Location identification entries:
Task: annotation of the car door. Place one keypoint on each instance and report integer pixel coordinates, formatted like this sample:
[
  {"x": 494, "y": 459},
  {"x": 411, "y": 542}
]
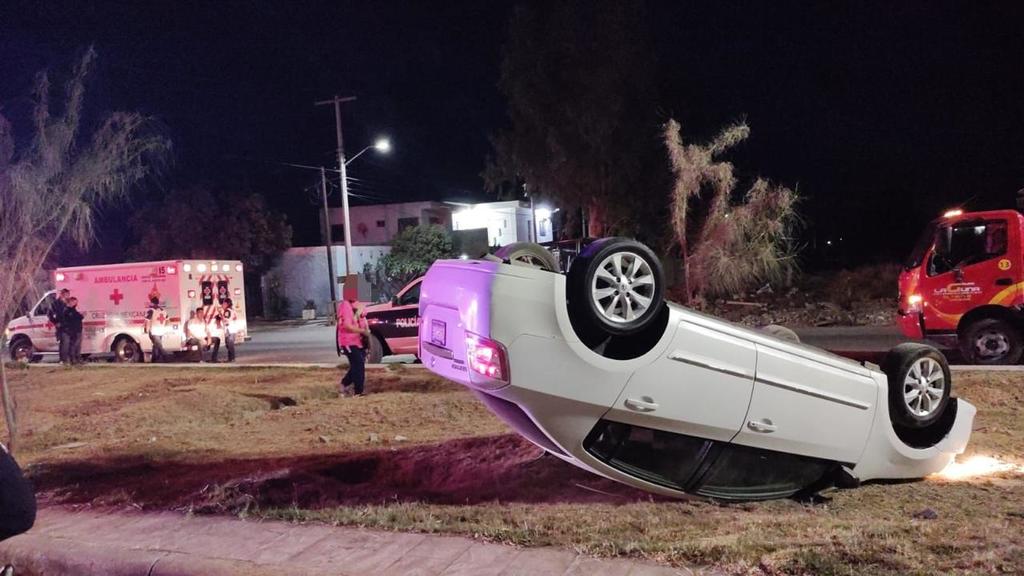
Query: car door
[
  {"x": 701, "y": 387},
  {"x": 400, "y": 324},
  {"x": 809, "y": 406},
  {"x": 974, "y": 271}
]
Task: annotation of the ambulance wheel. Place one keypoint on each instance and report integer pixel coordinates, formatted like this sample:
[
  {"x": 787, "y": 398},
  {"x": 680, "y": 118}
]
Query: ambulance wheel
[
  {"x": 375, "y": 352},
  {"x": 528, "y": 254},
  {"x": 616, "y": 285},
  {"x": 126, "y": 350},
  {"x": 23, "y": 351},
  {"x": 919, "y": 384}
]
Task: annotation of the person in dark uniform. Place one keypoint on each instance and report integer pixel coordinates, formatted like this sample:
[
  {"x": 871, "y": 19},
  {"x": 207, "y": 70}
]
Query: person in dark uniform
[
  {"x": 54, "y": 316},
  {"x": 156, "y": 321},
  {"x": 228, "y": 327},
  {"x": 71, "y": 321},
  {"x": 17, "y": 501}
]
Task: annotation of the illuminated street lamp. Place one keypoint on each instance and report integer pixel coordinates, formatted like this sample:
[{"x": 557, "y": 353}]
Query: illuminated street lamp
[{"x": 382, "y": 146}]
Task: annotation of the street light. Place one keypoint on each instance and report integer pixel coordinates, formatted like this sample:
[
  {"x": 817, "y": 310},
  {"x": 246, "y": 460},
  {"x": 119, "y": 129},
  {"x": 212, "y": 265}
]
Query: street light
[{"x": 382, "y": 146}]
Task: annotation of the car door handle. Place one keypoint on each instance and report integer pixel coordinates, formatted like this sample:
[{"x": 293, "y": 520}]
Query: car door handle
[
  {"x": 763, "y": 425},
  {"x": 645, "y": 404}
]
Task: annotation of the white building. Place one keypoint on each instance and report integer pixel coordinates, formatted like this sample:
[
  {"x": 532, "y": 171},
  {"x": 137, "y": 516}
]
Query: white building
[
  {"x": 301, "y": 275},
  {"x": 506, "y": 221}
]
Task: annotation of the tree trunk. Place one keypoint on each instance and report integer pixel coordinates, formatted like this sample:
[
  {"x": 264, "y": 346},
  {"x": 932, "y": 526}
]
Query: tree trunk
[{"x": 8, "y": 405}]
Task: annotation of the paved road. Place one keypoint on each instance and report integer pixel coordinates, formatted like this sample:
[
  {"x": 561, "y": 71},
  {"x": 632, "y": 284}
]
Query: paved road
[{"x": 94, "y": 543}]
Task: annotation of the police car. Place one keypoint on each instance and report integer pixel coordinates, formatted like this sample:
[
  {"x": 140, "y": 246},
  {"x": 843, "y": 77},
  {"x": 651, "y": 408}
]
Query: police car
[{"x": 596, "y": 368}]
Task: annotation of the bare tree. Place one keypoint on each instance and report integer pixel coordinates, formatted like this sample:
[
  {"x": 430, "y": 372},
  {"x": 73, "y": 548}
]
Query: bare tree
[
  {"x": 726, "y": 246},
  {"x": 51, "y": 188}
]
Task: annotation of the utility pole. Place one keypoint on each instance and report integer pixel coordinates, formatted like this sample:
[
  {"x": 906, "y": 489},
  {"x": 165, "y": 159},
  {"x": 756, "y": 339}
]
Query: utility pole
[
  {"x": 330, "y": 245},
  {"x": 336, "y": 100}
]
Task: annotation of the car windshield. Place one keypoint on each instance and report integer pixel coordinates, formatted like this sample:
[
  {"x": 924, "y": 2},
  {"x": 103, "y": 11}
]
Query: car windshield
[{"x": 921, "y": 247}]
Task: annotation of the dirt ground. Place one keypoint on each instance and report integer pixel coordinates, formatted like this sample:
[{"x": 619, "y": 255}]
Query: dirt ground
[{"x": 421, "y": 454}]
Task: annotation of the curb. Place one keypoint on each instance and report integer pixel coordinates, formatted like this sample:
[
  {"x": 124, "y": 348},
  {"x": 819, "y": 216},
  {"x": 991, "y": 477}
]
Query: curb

# WHAT YOU WILL DO
Retype the lines of the records word for word, starting at the line that contains "Task: annotation of the curb." and continuing through the last line of the records.

# FULL RESPONSE
Task: annotation of the curb. Place one keypoint on each instance and report integer pixel coordinates, formatted like this sample:
[
  {"x": 124, "y": 348},
  {"x": 819, "y": 216},
  {"x": 991, "y": 477}
]
Query: curb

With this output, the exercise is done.